Exercise requirements:
Return exactly the span that opens with the line containing "Exercise. For every instance of the ornate" and closes with the final line of the records, both included.

Provided data:
'''
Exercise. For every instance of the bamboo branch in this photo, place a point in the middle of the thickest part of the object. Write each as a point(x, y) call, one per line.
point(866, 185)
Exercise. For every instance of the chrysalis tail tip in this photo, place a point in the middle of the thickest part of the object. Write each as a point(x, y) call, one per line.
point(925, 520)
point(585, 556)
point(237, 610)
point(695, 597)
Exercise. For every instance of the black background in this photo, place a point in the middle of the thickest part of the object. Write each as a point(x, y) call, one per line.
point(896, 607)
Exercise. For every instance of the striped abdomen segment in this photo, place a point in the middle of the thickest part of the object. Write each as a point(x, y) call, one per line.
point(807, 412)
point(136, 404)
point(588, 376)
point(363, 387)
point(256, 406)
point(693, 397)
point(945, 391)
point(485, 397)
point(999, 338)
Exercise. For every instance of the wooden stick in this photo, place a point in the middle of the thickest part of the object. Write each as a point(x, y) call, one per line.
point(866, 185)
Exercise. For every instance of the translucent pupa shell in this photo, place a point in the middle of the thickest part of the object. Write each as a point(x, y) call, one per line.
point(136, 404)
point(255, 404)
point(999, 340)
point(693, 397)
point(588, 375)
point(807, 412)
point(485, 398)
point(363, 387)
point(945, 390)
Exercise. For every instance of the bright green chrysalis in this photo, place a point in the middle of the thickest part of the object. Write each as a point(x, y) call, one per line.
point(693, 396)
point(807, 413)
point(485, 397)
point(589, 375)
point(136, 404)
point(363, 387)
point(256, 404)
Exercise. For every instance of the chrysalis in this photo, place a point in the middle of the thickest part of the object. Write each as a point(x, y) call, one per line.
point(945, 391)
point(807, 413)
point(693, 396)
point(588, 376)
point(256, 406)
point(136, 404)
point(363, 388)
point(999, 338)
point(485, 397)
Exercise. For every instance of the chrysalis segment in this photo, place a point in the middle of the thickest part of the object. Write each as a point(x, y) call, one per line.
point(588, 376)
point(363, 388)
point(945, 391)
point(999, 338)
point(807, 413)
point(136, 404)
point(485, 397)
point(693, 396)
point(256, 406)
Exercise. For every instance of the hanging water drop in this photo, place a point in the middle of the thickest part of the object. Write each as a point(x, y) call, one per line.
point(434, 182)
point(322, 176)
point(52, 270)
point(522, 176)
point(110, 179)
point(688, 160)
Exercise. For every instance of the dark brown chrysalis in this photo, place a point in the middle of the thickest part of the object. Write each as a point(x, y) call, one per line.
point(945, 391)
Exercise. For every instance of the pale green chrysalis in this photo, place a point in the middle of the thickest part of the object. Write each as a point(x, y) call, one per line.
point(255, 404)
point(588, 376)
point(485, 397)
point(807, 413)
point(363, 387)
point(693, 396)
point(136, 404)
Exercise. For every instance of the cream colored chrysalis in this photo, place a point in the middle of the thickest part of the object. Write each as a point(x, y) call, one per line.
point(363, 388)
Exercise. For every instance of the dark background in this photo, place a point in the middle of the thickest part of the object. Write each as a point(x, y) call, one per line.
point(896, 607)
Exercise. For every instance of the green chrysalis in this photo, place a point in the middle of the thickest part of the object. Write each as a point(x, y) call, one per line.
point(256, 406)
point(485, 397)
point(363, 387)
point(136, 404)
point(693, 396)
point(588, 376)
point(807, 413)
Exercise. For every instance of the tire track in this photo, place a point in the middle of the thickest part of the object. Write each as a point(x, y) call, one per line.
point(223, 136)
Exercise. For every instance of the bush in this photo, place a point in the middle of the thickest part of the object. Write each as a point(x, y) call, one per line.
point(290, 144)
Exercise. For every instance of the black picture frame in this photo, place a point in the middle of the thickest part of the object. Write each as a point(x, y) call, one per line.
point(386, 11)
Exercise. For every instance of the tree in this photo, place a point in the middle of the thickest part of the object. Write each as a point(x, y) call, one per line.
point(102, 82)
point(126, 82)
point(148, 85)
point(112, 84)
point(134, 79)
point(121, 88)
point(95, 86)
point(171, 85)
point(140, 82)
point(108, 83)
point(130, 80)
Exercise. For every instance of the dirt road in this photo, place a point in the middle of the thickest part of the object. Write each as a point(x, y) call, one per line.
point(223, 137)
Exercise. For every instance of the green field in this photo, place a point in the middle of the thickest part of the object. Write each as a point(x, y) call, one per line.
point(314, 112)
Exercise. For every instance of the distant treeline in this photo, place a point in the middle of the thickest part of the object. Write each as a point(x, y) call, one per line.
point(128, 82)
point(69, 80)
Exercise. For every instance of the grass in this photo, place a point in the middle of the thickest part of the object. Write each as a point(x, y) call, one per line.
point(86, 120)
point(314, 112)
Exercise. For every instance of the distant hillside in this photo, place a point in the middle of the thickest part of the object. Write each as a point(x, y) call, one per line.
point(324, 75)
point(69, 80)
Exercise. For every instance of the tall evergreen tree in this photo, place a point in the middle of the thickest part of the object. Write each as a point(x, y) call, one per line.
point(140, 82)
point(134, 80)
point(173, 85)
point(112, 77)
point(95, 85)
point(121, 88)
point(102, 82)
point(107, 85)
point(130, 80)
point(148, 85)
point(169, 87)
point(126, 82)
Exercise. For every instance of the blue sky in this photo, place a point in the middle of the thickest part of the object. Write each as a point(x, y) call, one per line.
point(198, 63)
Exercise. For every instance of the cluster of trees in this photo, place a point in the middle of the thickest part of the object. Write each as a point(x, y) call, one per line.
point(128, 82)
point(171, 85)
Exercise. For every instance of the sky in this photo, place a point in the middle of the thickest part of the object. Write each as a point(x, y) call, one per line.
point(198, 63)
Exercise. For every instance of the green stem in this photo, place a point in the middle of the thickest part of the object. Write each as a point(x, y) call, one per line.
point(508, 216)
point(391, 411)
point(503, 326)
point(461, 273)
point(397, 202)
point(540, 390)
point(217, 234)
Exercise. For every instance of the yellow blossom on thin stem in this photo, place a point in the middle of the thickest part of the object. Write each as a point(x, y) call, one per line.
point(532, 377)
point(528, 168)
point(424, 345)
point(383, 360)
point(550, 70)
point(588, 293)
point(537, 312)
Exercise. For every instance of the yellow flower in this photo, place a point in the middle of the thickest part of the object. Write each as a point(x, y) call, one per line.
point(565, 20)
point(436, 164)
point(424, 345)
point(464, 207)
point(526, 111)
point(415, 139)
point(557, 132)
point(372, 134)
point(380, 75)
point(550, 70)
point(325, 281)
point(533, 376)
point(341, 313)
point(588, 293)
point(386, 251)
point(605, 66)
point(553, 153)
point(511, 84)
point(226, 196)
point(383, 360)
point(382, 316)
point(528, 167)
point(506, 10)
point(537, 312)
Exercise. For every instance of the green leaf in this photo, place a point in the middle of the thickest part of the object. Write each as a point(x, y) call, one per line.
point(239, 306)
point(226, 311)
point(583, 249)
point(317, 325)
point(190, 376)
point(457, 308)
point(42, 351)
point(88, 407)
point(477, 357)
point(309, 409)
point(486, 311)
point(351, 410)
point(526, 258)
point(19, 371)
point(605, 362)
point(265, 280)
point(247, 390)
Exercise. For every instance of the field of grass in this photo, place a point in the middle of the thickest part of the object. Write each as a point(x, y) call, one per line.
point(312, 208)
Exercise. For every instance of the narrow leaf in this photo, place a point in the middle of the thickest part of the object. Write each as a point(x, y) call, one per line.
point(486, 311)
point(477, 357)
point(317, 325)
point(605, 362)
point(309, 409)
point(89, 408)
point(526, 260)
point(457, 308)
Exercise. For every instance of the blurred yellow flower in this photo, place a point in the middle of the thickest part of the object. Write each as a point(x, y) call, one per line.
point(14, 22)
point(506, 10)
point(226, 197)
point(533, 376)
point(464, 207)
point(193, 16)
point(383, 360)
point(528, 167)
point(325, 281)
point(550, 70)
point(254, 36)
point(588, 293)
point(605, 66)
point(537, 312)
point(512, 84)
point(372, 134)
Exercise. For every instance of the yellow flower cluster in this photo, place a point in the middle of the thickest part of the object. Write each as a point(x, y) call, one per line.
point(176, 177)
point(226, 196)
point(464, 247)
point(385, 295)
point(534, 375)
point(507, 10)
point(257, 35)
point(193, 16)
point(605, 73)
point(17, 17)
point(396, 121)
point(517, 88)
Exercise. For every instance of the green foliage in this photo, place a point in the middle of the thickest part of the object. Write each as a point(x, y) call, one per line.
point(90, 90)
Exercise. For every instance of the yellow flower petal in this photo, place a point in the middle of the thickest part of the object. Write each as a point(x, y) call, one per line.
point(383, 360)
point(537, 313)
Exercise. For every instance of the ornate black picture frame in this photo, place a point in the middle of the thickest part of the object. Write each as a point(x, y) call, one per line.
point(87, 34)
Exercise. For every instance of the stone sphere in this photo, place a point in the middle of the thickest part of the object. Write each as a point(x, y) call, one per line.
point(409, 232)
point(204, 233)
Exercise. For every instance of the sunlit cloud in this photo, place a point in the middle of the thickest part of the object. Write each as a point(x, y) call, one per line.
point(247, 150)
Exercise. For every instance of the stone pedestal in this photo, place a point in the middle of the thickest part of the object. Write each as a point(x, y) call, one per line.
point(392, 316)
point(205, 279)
'''
Output for this task:
Exercise. For every instance of the ornate black picture frame in this photo, place a point in the middle of the thickest part of the object. Write each as a point(x, y) call, one per line.
point(87, 34)
Exercise. For every instance of the stone sphere in this photo, place a point in the middle of the thickest part of the object. Write each as a point(x, y) call, one per line.
point(409, 232)
point(204, 233)
Exercise. For every instance of the sunlit cloud in this photo, place a point in the middle of the thickest part of the object. Write each as a point(x, y) call, one per line.
point(247, 150)
Exercise. For every instance of the stone pedestal in this photo, place a point in the middle of the thickest part of the object. Write each as a point(x, y) call, one per line.
point(392, 316)
point(205, 279)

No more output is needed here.